For this experiment we'll use the TXQR format, and gif2webp from the libwebp library. We use a random file to simulate data that is not further compressible.
I'm assuming you are on a Linux (or sufficiently Linux-like) system and have installed typical build tools, Git, and CMake. If they're not installed then your distribution will have them as packages, e.g. build-essential, git, and cmake on Debian.
mkdir animatedqr
cd animatedqr
git clone https://github.com/divan/txqr.git
cd txqr/cmd/txqr-gif
go build
./txqr-gif --help
Usage of ./txqr-gif:
-fps int
Animation FPS (default 5)
-o string
Output animated gif file (default "out.gif")
-size int
QR code size (default 300)
-split int
Chunk size for data split per frame (default 100)
I'm just going to use the defaults for frame rate, QR size, etc. I don't think that matters very much.
cd ../../..
head --bytes=10000 /dev/urandom >random
txqr/cmd/txqr-gif/txqr-gif -o random.gif random
ls -l random*
-rw-rw-r-- 1 daira daira 10000 Aug 17 15:28 random
-rw-rw---- 1 daira daira 999929 Aug 17 15:28 random.gif
So at this size, an animated GIF is about 100 times the size of the original file. It is roughly consistent across runs. For a 1000-byte file the overhead is about 105 times, for larger files slightly less than 100.

= WORK TO COMPLETE =
1. In the write-up on animated QR codes:
(a) What is the default animation frame rate for txqr-gif?
(b) Which Debian packages supply the build tools, Git, and CMake?
(c) For a 1000-byte file, roughly how many times larger is the animated GIF?
2. Write the next part of the write-up on animated QR codes, starting after its last sentence.
The lines have no part in any of this.

= DATA LINES =

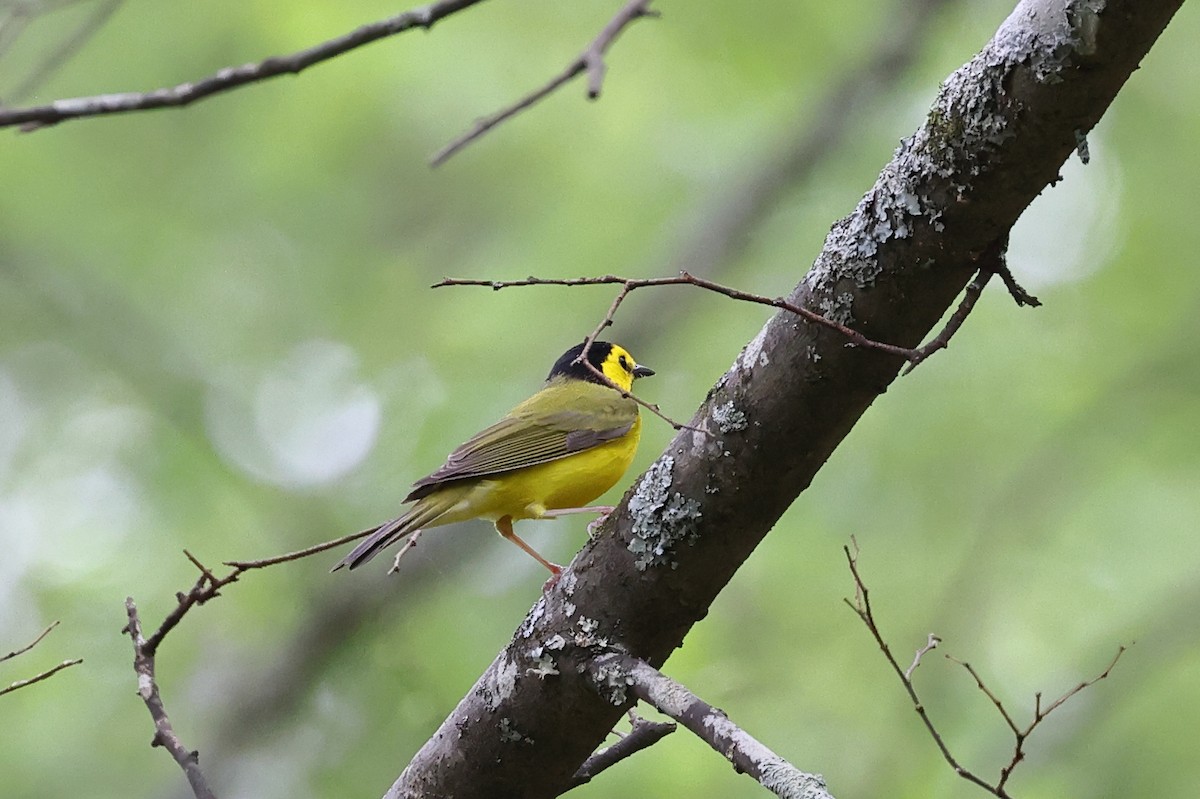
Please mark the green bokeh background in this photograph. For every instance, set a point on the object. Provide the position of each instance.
(216, 334)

= ANSWERS BELOW =
1.
(a) 5 FPS
(b) build-essential, git, and cmake
(c) About 105 times

2.
git clone https://chromium.googlesource.com/webm/libwebp.git
cd libwebp
cmake .
make
./gif2webp -h
Usage:
gif2webp [options] gif_file -o webp_file
Options:
-h / -help ............. this help
-lossy ................. encode image using lossy compression
-mixed ................. for each frame in the image, pick lossy
or lossless compression heuristically
-q <float> ............. quality factor (0:small..100:big)
-m <int> ............... compression method (0=fast, 6=slowest)
-min_size .............. minimize output size (default:off)
lossless compression by default; can be
combined with -q, -m, -lossy or -mixed
options
-kmin <int> ............ min distance between key frames
-kmax <int> ............ max distance between key frames
-f <int> ............... filter strength (0=off..100)
-metadata <string> ..... comma separated list of metadata to
copy from the input to the output if present
Valid values: all, none, icc, xmp (default)
-loop_compatibility .... use compatibility mode for Chrome
version prior to M62 (inclusive)
-mt .................... use multi-threading if available
-version ............... print version number and exit
-v ..................... verbose
-quiet ................. don't print anything
cd ..
libwebp/gif2webp -min_size -metadata none random.gif -o random.webp
ls -l random*
-rw-rw-r-- 1 daira daira 10000 Aug 17 15:28 random
-rw-rw---- 1 daira daira 999929 Aug 17 15:28 random.gif
-rw-rw-r-- 1 daira daira 203632 Aug 17 15:28 random.webp
Without the -min_size option it is around 250000 bytes. Lossy compression doesn't help.
The format that Keystone actually uses is BC-UR, which is widely adopted in the Bitcoin world. Let's repeat the experiment with that instead of TXQR.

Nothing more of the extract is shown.